Report the number of lines in the data below that contain the word "cylinder". Give only the number.
___ Supplied material ___
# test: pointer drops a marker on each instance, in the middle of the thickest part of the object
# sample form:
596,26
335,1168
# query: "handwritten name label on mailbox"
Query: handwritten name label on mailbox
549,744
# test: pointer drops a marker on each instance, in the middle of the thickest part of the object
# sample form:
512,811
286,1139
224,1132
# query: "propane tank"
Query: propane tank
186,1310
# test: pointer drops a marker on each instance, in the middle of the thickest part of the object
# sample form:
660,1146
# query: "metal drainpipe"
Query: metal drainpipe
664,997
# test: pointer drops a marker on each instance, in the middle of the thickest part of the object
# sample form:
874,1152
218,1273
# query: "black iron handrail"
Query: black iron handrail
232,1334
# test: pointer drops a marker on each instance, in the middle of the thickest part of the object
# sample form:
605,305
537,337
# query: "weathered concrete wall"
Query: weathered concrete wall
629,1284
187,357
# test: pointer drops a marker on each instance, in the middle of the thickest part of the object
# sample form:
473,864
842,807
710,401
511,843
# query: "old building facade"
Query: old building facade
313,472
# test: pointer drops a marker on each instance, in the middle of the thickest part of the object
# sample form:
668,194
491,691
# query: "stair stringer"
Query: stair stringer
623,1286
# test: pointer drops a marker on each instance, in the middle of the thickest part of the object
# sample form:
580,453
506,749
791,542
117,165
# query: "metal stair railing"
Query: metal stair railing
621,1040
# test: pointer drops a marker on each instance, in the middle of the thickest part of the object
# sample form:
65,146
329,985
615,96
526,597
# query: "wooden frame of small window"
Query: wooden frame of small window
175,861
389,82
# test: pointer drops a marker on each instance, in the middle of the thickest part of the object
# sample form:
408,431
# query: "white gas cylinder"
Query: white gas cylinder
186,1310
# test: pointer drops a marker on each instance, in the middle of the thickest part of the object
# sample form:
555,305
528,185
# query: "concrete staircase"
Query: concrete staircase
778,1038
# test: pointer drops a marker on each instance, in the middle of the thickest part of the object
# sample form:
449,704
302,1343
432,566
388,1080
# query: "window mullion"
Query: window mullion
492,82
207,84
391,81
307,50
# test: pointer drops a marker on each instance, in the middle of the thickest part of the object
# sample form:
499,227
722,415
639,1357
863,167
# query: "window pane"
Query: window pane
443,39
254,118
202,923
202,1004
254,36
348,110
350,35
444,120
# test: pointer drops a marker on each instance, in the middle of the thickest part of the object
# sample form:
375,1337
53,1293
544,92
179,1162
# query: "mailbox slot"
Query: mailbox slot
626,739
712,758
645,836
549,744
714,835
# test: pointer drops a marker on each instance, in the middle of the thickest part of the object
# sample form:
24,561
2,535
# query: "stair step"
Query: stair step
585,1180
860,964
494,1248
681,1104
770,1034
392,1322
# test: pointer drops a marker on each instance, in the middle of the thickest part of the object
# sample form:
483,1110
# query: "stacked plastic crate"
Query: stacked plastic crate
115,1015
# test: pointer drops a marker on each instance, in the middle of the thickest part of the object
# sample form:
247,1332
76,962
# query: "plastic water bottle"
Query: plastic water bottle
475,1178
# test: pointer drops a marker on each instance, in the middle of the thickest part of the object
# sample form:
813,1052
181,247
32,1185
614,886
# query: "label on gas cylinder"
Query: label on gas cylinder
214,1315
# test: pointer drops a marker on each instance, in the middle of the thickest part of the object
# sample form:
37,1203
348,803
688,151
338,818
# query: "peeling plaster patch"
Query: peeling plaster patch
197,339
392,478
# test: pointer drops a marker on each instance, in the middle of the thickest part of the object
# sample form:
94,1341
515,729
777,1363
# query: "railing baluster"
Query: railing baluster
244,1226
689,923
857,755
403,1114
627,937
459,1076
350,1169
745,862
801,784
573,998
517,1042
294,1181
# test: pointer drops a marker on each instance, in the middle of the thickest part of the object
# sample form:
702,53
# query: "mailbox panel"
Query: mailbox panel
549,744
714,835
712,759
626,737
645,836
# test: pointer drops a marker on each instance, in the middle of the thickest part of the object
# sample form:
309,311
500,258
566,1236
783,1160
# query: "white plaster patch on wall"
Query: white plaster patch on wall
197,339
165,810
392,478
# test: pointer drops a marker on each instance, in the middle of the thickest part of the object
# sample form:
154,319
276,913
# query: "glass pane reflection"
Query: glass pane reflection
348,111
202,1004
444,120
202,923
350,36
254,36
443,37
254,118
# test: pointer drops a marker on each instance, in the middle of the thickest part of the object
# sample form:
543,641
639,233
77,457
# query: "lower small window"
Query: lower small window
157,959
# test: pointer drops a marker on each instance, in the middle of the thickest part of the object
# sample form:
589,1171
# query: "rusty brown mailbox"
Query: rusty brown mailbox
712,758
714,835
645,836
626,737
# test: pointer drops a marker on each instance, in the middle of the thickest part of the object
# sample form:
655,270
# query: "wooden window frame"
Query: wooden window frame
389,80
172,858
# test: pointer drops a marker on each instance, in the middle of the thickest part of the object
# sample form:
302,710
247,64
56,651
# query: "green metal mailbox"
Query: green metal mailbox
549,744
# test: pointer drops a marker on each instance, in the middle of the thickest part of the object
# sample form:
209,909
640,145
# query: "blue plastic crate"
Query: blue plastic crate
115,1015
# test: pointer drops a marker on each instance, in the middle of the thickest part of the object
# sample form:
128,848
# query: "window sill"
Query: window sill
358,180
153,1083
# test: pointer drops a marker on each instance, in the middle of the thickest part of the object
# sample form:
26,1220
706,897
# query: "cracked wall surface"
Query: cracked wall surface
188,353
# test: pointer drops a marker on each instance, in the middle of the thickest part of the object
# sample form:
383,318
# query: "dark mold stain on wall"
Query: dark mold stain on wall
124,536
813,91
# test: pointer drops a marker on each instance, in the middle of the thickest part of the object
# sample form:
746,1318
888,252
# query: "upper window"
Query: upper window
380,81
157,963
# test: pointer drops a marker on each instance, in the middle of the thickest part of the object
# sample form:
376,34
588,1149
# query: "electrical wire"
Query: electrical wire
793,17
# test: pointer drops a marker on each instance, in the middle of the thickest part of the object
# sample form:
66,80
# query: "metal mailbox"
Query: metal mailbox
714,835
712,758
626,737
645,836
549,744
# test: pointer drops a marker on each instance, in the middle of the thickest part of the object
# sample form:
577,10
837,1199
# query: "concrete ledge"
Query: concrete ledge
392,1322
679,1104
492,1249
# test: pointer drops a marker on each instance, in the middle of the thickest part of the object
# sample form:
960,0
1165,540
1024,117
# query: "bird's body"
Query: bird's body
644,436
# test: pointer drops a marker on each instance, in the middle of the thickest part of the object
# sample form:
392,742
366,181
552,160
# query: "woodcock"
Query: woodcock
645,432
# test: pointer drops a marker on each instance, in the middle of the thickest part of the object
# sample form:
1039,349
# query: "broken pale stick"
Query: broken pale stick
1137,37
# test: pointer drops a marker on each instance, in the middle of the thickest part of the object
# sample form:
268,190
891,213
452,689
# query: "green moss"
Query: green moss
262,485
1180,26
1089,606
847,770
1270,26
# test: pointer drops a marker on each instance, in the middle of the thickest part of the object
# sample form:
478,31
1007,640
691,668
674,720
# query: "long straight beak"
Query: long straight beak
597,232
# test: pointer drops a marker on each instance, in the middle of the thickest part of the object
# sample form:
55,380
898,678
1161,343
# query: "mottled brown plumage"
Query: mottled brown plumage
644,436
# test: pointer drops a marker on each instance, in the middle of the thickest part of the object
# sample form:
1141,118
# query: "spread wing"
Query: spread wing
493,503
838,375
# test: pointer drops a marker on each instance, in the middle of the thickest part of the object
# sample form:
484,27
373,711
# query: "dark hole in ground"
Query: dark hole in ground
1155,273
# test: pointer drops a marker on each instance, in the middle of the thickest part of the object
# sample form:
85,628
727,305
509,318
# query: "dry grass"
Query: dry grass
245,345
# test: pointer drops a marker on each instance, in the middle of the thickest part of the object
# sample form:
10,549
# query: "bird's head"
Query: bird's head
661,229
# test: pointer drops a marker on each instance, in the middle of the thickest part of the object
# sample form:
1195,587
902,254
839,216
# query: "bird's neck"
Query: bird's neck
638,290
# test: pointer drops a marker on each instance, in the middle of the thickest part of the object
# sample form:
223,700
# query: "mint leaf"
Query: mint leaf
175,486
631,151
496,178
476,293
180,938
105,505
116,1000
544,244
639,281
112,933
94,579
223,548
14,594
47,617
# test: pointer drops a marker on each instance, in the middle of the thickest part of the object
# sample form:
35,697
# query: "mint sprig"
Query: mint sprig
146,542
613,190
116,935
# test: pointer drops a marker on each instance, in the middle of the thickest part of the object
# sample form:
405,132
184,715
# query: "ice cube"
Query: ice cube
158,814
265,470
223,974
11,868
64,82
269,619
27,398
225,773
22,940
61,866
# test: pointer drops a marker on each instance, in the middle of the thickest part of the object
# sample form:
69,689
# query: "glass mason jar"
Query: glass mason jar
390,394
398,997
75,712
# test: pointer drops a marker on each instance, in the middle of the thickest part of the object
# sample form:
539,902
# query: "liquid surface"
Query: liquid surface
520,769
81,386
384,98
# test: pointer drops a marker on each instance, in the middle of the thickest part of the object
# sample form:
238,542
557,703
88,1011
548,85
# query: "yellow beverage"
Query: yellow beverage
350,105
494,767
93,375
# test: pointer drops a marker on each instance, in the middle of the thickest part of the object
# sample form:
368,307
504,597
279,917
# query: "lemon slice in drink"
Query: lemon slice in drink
___
=== Full answer ===
4